WHAT YOU ARE ASKED TO DO
Could you state how many lines of the material hold "positive"? Include nothing beyond the number.
======== INPUT ========
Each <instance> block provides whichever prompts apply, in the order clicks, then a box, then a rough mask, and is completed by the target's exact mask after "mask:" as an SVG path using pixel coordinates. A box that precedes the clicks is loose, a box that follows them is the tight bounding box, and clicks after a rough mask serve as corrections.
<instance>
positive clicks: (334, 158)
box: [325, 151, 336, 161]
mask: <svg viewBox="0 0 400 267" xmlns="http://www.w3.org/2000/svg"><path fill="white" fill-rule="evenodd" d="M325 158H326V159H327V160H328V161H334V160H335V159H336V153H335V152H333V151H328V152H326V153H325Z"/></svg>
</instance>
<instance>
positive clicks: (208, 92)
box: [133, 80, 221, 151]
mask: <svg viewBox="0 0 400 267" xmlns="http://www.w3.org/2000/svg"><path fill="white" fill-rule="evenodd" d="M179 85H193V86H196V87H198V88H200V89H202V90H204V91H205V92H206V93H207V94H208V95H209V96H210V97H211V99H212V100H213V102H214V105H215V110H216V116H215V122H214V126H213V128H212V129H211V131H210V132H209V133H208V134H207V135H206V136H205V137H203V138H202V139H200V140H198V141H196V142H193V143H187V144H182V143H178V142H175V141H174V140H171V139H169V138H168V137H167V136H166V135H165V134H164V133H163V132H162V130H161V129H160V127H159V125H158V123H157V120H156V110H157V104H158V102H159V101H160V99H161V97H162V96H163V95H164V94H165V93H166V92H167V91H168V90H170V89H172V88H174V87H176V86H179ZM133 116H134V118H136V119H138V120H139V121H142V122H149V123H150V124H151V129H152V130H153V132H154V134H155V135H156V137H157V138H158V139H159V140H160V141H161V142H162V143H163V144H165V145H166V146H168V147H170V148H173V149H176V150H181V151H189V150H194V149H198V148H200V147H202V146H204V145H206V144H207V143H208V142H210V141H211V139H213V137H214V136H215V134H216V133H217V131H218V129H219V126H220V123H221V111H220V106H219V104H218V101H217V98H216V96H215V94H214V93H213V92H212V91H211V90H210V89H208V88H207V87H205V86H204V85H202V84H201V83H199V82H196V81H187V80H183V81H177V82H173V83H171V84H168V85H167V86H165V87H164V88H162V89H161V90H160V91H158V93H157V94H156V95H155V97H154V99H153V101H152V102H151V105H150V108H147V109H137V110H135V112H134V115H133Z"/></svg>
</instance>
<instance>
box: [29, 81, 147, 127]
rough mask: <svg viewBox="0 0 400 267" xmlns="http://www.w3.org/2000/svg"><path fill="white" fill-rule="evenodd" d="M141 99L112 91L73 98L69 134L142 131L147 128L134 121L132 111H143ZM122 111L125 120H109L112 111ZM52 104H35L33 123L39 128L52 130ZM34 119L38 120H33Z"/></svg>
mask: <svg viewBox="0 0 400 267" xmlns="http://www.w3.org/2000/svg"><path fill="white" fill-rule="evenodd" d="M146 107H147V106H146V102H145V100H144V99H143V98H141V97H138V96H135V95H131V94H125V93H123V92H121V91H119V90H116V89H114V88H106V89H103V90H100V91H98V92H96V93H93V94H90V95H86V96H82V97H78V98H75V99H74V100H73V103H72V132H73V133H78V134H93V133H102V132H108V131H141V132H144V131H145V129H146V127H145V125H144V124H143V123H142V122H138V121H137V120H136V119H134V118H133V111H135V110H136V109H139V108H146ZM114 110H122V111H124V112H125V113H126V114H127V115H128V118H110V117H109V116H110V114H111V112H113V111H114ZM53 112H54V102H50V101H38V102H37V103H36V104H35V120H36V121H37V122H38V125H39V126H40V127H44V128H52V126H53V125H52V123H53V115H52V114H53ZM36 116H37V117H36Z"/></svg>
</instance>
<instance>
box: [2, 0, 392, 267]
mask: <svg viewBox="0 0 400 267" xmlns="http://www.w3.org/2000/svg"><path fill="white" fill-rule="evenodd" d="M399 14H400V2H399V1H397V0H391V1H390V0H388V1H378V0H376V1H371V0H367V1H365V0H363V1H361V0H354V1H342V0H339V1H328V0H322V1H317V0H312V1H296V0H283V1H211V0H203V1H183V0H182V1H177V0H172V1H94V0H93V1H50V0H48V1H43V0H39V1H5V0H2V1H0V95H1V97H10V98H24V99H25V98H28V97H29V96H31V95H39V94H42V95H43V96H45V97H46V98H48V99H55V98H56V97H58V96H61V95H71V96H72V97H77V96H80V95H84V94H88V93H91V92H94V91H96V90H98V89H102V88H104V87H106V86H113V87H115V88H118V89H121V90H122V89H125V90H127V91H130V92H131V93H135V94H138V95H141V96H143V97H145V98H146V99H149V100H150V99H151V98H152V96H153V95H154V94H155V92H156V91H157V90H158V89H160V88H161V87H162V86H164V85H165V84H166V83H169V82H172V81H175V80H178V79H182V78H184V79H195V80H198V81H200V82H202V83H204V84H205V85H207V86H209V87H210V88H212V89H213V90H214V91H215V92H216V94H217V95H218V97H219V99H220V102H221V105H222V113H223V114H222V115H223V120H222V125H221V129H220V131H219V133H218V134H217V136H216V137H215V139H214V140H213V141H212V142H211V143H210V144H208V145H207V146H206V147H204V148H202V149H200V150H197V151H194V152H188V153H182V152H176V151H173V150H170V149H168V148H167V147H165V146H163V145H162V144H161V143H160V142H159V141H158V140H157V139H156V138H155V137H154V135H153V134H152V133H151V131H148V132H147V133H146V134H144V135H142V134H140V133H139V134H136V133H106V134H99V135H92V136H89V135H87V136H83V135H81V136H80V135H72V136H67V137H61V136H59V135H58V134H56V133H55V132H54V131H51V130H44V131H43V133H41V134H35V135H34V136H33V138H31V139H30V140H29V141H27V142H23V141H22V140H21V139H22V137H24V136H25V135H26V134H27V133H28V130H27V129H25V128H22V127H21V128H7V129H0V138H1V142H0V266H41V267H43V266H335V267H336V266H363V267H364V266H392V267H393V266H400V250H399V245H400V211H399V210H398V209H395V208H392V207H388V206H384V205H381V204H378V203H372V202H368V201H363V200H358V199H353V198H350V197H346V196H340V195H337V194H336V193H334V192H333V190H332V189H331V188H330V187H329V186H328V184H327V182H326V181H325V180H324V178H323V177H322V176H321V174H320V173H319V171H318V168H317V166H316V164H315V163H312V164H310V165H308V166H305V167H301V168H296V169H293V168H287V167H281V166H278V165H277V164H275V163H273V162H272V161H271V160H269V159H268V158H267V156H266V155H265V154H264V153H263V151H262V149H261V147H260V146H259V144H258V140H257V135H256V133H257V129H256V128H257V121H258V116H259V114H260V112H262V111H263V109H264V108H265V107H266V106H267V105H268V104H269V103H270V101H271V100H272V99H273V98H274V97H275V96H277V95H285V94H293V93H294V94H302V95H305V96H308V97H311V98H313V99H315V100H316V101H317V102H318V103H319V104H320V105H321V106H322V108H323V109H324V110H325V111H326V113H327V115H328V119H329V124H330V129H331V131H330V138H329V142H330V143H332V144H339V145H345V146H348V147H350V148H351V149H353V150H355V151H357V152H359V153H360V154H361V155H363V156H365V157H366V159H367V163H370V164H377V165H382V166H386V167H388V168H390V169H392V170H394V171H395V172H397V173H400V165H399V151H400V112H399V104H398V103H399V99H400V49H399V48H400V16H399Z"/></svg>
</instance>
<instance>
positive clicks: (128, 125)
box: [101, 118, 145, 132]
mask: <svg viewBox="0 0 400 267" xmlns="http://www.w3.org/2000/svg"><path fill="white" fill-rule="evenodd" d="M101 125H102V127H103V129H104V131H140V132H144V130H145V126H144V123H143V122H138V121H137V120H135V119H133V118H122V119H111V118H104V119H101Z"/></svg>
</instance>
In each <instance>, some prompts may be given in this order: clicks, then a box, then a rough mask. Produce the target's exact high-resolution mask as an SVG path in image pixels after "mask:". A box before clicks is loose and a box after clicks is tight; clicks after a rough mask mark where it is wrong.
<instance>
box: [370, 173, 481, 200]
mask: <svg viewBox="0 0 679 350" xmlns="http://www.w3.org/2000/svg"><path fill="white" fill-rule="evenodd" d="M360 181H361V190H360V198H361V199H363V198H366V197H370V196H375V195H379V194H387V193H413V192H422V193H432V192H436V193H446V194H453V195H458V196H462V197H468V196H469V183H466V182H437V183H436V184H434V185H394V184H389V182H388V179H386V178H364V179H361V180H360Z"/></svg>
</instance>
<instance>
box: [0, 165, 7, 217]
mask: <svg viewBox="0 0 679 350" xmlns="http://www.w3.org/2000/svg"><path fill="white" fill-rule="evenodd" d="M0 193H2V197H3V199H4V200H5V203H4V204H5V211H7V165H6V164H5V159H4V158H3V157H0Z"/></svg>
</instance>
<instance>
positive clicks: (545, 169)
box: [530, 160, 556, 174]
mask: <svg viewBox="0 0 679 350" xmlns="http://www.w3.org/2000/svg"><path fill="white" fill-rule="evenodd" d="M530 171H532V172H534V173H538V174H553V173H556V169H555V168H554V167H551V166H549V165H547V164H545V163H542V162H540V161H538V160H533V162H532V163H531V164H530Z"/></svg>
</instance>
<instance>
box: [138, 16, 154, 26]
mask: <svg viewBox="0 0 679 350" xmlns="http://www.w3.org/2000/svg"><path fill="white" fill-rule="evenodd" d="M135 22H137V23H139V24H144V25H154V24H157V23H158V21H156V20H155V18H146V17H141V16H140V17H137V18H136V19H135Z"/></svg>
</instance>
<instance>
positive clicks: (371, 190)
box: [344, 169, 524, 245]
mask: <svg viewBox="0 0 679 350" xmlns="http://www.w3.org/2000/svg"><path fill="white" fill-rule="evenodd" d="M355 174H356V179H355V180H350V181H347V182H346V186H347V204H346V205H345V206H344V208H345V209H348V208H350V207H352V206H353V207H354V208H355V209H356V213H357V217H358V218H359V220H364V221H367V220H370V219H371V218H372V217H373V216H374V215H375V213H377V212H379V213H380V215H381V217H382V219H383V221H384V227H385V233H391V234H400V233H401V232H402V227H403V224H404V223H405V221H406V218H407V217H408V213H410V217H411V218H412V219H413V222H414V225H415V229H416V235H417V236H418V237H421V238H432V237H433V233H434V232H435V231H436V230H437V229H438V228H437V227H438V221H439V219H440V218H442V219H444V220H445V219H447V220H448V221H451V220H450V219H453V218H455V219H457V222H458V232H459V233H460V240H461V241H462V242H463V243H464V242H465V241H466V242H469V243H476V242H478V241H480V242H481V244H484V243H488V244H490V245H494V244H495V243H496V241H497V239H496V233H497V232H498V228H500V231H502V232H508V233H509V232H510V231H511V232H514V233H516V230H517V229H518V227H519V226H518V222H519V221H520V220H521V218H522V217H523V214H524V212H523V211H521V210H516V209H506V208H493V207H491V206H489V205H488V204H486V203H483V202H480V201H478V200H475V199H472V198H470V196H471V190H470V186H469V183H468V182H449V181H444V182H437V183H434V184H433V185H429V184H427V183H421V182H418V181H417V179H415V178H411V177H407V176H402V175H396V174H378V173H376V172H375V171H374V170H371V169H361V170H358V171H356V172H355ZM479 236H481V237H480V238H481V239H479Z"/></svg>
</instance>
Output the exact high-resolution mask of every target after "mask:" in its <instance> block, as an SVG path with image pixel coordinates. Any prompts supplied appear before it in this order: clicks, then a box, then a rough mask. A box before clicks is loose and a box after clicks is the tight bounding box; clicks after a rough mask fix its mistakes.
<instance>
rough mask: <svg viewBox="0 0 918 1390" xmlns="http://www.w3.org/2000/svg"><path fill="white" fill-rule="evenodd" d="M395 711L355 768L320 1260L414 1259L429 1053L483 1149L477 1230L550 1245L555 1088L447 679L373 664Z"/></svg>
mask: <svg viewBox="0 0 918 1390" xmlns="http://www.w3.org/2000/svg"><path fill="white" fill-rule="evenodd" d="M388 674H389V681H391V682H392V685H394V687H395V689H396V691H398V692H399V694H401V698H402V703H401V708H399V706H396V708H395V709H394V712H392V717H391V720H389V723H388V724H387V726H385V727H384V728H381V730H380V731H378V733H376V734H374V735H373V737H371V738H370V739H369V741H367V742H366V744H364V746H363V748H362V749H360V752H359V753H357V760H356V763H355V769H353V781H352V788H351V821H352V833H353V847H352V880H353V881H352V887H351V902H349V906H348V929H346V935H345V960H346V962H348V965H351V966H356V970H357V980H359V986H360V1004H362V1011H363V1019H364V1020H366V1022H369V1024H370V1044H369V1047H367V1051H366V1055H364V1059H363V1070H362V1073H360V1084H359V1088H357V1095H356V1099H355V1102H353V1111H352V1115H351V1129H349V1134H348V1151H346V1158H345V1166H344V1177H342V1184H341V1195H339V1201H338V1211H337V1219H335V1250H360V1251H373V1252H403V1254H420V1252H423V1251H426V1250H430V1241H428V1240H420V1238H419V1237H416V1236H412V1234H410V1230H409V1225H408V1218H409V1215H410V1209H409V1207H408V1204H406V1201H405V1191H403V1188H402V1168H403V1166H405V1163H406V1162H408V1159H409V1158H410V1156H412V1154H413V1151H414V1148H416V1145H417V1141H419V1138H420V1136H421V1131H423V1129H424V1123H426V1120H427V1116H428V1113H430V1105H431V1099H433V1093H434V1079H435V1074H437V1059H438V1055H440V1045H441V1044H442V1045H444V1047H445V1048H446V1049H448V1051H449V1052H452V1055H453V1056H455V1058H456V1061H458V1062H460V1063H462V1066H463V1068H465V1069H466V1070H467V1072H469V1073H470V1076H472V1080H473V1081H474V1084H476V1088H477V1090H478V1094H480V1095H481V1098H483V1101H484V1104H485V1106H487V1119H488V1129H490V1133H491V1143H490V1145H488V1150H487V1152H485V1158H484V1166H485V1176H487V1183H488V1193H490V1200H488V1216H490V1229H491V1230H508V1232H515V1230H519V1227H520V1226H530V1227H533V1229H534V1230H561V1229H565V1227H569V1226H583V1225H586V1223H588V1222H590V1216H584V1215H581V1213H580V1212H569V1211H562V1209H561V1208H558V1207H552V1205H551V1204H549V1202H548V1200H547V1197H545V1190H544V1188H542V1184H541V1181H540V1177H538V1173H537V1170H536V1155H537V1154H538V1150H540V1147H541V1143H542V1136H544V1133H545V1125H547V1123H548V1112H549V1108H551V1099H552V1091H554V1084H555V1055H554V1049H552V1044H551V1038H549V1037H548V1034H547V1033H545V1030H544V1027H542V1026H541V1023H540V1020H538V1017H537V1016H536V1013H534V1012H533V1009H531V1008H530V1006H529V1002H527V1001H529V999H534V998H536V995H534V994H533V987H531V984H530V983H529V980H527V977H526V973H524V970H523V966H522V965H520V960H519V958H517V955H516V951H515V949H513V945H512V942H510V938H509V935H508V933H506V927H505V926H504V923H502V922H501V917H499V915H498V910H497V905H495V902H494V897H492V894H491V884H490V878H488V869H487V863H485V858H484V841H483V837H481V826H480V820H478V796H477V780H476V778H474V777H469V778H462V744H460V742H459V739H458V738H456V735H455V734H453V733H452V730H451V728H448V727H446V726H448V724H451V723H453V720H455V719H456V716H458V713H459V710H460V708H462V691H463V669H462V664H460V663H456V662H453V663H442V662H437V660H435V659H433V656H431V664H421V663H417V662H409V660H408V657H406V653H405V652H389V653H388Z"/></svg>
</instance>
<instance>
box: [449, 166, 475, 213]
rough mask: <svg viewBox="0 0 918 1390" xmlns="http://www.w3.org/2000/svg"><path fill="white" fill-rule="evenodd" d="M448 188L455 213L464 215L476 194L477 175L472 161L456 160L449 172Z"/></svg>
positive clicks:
========
RESULT OF THE TASK
6